Check every line of the material below for the string "tall". State how many lines have it.

(Data for this exercise)

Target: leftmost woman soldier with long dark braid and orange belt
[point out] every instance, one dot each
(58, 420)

(End Data for this exercise)
(Data for this exercise)

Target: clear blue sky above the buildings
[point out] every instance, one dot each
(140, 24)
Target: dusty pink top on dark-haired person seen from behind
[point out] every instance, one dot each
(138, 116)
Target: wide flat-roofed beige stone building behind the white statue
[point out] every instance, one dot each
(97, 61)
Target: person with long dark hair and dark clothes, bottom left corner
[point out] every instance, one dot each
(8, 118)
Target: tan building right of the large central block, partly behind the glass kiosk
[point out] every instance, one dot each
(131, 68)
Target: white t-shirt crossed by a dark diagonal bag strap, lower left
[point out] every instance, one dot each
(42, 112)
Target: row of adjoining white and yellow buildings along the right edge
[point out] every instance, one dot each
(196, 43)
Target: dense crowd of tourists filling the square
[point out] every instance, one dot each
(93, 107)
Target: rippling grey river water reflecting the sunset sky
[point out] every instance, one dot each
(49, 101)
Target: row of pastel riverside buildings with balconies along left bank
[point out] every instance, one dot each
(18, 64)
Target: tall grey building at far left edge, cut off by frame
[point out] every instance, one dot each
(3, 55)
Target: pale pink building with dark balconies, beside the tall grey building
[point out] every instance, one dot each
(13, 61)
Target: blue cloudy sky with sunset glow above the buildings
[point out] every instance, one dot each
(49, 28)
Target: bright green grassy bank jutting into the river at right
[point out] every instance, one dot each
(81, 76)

(End Data for this exercise)
(Data for this exercise)

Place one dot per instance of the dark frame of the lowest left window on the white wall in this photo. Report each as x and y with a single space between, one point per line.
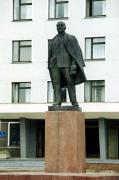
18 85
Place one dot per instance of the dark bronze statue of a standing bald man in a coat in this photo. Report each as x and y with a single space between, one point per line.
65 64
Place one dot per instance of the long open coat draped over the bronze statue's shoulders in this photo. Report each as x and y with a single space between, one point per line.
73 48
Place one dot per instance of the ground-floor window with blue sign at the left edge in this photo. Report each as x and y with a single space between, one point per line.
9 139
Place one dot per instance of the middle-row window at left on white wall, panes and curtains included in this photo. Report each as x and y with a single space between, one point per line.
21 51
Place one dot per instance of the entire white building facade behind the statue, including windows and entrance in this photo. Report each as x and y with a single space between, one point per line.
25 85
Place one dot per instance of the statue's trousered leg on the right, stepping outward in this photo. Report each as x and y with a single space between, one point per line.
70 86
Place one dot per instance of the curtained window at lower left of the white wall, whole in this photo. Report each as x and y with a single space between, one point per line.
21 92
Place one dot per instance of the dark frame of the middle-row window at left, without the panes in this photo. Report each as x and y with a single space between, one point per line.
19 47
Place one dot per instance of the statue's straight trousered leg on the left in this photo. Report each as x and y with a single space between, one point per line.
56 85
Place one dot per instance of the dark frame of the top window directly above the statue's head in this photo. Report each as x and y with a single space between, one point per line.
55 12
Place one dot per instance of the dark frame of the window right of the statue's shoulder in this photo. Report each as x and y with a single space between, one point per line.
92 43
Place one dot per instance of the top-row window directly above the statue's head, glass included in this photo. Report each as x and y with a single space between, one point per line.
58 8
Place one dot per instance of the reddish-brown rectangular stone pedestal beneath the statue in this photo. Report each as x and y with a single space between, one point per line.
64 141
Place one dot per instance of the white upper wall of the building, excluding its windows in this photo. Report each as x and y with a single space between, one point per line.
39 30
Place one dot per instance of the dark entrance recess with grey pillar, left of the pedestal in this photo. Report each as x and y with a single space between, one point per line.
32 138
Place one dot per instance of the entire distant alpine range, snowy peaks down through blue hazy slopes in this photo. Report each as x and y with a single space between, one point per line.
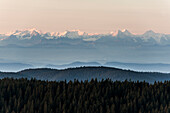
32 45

(End Data for this exercise)

Exercise answer: 2